[Dataset records]
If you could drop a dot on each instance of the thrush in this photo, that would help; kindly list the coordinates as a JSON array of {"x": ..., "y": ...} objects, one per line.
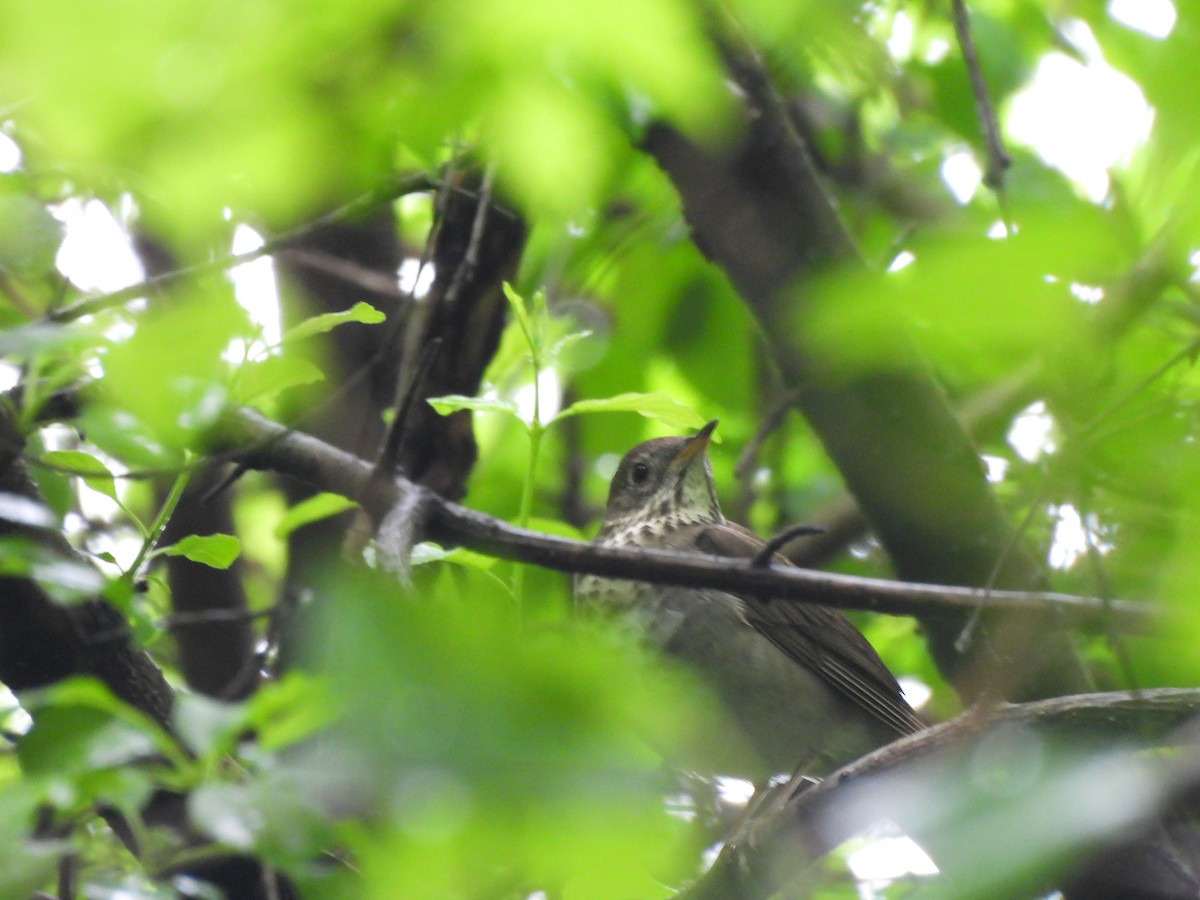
[{"x": 799, "y": 684}]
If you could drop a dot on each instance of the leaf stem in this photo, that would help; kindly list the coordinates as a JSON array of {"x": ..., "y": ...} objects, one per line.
[{"x": 160, "y": 522}]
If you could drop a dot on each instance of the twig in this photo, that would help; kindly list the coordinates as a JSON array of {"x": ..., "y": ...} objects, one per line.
[
  {"x": 785, "y": 537},
  {"x": 997, "y": 157},
  {"x": 395, "y": 187},
  {"x": 268, "y": 445}
]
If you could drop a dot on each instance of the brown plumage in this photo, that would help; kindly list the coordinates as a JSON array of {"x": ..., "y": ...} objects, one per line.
[{"x": 798, "y": 681}]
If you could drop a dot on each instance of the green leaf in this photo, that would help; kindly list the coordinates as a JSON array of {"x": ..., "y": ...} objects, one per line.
[
  {"x": 81, "y": 726},
  {"x": 263, "y": 379},
  {"x": 517, "y": 305},
  {"x": 361, "y": 312},
  {"x": 291, "y": 709},
  {"x": 653, "y": 406},
  {"x": 214, "y": 550},
  {"x": 94, "y": 473},
  {"x": 429, "y": 552},
  {"x": 454, "y": 402},
  {"x": 67, "y": 579},
  {"x": 563, "y": 345},
  {"x": 322, "y": 505}
]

WHAT TO PRODUCE
Only the lines from the one containing "of the twig" through the final line of the records above should be printed, exactly as they stand.

OUTPUT OF THE EXERCISE
If you could drop a dot on each instance of the twig in this photo, that would help; kindly list the coordinates as a JSON array of {"x": ..., "y": ...} objects, one per line.
[
  {"x": 785, "y": 537},
  {"x": 997, "y": 157},
  {"x": 395, "y": 187},
  {"x": 268, "y": 445}
]
If you could drop a dot on each instance of the brown plumage in this photo, that would help; kindly list the coordinates as a JSON array of {"x": ..., "y": ...} objects, one per line.
[{"x": 798, "y": 681}]
If you could drop a dot on each instance of the green leaf in this photo, that would help; kindly list the coordinates as a JSON array of {"x": ..., "y": ...} objects, one per line.
[
  {"x": 81, "y": 726},
  {"x": 263, "y": 379},
  {"x": 517, "y": 305},
  {"x": 361, "y": 312},
  {"x": 291, "y": 709},
  {"x": 653, "y": 406},
  {"x": 214, "y": 550},
  {"x": 94, "y": 473},
  {"x": 429, "y": 552},
  {"x": 454, "y": 402},
  {"x": 67, "y": 579},
  {"x": 563, "y": 345},
  {"x": 322, "y": 505}
]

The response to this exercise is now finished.